What to produce | Reproduce the records word for word from their beginning through the line containing "85 8 L 91 3", including that line. Leave out any pictures.

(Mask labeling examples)
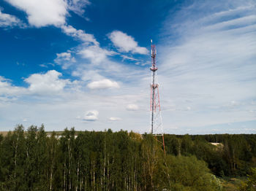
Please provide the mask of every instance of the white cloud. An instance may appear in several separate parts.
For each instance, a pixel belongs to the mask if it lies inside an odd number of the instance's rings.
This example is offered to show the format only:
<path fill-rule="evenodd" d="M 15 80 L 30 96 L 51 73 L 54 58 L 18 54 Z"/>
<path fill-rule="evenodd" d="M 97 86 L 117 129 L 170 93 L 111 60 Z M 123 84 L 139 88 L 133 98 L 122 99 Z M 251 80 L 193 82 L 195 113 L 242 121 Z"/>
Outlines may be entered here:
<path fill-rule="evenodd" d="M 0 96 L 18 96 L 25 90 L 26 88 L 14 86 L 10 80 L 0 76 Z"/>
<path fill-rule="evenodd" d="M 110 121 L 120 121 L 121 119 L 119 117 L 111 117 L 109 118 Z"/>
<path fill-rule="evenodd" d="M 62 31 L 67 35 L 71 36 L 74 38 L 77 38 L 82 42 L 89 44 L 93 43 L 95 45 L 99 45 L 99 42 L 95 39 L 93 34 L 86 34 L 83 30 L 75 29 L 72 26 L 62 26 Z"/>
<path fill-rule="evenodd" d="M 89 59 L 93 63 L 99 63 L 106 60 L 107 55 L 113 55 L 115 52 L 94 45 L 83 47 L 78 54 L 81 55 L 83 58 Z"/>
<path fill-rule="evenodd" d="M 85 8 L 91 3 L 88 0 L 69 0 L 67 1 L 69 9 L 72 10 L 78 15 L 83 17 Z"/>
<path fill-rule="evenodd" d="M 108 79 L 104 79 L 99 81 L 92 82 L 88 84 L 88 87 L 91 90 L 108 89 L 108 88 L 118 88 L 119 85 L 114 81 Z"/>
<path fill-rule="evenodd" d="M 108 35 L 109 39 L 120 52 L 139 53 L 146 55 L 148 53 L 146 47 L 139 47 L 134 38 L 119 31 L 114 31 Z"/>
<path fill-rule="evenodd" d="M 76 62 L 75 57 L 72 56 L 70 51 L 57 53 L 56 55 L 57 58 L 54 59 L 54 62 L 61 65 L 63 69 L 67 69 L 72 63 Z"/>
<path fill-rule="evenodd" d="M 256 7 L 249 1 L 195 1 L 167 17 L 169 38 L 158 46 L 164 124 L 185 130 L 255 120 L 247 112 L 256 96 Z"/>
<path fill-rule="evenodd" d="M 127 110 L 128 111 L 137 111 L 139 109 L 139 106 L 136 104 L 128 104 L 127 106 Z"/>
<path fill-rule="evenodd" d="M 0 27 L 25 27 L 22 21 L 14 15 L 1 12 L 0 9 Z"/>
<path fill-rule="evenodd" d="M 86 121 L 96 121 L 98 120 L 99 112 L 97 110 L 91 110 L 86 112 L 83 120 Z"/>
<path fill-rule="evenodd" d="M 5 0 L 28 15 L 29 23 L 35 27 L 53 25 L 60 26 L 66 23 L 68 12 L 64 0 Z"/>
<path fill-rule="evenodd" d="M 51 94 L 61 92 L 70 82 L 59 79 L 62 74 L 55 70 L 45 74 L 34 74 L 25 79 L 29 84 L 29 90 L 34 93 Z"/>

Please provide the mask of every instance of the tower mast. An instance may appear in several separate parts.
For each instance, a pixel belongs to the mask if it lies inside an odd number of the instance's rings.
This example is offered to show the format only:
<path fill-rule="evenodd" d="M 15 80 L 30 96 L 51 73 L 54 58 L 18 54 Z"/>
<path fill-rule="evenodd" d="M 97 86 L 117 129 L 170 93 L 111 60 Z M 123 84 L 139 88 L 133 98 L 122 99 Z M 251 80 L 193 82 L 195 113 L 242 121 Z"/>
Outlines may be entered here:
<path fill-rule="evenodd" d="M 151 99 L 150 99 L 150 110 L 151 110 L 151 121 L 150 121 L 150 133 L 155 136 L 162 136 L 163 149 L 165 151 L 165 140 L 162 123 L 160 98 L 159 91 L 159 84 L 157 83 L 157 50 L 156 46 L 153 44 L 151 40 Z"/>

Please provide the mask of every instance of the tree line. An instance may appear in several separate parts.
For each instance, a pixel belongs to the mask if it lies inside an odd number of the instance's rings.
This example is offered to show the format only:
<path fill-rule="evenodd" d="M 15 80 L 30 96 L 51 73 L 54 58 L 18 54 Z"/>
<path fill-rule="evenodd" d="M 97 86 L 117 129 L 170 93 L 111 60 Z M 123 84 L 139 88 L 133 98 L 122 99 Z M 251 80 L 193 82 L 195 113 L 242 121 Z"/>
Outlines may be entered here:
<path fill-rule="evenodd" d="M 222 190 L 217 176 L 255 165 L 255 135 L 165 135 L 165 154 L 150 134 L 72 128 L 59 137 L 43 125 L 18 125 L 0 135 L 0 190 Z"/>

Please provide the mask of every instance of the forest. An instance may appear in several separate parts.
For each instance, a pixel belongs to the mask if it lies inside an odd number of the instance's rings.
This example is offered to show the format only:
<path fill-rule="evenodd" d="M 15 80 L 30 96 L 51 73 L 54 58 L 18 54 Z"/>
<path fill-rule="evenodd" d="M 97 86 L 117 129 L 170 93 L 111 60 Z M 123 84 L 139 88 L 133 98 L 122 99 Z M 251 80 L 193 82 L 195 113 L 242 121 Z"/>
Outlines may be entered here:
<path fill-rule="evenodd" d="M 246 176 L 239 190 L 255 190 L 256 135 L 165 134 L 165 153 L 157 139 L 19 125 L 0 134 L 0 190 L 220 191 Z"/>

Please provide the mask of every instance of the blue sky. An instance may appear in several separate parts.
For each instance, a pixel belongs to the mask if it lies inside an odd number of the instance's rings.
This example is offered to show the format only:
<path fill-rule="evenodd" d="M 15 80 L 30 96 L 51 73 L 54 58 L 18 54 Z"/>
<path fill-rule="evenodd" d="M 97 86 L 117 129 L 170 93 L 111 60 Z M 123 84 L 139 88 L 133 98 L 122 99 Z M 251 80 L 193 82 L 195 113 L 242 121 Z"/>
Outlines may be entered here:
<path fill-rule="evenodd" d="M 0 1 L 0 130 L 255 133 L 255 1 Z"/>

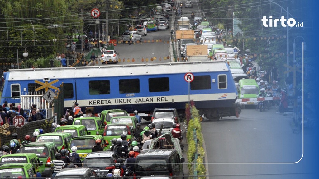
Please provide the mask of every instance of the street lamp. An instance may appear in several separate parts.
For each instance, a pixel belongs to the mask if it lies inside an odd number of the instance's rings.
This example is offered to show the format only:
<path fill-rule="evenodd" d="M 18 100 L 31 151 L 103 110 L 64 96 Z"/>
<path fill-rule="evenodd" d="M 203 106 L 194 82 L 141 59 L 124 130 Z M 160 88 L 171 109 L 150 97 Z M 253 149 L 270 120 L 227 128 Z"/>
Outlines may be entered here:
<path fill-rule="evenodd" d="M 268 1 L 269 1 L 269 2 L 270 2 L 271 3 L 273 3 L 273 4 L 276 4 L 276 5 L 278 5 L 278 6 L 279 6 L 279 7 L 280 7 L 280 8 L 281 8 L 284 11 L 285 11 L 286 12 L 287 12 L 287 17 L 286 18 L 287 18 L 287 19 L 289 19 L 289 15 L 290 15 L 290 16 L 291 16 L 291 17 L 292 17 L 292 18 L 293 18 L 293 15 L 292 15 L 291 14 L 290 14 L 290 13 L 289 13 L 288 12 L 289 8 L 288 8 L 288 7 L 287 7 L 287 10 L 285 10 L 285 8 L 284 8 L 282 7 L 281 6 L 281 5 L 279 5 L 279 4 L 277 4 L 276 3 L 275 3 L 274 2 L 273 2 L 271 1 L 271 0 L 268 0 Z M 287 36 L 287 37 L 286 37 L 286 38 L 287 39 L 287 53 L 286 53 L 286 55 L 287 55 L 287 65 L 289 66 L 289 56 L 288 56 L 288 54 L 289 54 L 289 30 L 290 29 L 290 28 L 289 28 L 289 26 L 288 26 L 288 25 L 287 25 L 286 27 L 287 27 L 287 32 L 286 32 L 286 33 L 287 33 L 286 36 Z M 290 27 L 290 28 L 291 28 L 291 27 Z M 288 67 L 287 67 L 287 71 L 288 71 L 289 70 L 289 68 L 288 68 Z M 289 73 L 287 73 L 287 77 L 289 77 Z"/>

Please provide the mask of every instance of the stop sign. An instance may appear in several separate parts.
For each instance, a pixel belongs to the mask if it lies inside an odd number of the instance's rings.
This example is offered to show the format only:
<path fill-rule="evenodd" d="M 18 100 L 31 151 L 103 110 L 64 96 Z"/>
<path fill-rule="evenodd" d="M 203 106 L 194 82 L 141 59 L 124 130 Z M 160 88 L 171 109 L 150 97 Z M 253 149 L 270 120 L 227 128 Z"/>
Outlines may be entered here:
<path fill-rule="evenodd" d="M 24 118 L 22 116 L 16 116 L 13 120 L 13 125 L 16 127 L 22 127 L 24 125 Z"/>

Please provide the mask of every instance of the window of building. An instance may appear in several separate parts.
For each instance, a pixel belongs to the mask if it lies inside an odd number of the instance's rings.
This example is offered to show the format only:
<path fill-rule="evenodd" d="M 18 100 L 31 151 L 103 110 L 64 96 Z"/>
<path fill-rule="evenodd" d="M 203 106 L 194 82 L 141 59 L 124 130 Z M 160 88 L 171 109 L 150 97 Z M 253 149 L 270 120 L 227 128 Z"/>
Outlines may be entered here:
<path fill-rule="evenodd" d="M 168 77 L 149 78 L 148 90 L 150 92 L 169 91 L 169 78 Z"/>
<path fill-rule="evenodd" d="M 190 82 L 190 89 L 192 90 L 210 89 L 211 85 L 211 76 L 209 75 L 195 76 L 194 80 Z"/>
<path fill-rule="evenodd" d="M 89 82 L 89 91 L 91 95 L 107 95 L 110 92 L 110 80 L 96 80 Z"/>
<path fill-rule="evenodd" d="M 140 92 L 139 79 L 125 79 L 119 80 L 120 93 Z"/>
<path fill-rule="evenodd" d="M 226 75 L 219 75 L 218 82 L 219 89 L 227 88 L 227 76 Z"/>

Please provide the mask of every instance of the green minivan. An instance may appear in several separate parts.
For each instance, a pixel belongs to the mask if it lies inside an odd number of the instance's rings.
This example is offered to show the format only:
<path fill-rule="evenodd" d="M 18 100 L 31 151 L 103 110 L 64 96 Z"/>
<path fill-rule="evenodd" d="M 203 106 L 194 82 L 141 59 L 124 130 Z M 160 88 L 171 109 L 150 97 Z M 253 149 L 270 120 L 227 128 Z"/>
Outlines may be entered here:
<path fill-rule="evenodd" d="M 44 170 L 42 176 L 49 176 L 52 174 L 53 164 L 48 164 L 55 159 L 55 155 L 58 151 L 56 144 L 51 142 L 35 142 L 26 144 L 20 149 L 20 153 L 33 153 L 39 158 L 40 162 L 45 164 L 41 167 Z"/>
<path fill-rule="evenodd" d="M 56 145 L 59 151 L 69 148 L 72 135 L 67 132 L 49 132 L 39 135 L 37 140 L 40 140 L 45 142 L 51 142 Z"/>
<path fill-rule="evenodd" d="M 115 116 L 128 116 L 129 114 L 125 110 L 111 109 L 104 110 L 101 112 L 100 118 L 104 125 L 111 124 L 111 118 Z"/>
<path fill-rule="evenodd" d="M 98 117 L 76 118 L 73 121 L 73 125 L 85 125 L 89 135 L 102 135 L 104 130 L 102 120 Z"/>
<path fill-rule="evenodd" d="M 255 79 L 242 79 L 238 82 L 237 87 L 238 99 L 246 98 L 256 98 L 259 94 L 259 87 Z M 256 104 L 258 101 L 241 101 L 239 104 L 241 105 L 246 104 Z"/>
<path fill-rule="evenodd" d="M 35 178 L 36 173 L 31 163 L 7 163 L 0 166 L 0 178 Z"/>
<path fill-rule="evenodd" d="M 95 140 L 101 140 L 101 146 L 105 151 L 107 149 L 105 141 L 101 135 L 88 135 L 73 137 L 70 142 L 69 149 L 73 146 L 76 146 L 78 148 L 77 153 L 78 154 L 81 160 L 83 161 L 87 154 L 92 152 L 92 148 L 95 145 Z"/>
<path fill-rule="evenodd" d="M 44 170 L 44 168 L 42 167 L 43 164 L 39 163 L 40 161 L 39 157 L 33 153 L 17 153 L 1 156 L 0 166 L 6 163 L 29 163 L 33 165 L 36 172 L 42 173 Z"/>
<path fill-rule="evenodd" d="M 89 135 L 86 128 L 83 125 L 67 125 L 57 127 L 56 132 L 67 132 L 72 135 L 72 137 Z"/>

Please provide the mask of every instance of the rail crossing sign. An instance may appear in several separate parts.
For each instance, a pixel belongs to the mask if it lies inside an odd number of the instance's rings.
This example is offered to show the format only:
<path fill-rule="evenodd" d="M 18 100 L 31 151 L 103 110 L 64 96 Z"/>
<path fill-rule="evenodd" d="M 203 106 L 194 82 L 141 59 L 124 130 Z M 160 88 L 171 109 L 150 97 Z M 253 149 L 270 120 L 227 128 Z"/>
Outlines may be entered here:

Answer for the task |
Please provide the mask of every instance of the white cloud. An instance may appear in several separate parts.
For each instance, a pixel belongs to the mask if it lies inside an odd number of the instance's rings.
This example is offered to show the format only:
<path fill-rule="evenodd" d="M 15 80 L 30 96 L 51 73 L 54 58 L 18 54 Z"/>
<path fill-rule="evenodd" d="M 97 86 L 117 129 L 170 93 L 111 60 Z M 123 84 L 139 88 L 133 98 L 122 99 Z M 251 80 L 193 82 L 195 113 L 242 121 Z"/>
Outlines may be entered here:
<path fill-rule="evenodd" d="M 0 96 L 18 96 L 25 90 L 26 88 L 14 86 L 10 80 L 0 76 Z"/>
<path fill-rule="evenodd" d="M 110 121 L 120 121 L 121 119 L 119 117 L 111 117 L 109 118 Z"/>
<path fill-rule="evenodd" d="M 62 31 L 67 35 L 71 36 L 74 38 L 77 38 L 82 42 L 89 44 L 93 43 L 95 45 L 99 45 L 99 42 L 95 39 L 93 34 L 86 34 L 83 30 L 75 29 L 72 26 L 62 26 Z"/>
<path fill-rule="evenodd" d="M 89 59 L 93 63 L 99 63 L 106 60 L 107 55 L 113 55 L 115 52 L 94 45 L 83 47 L 78 54 L 81 55 L 83 58 Z"/>
<path fill-rule="evenodd" d="M 85 8 L 91 3 L 88 0 L 69 0 L 67 1 L 69 9 L 72 10 L 78 15 L 83 17 Z"/>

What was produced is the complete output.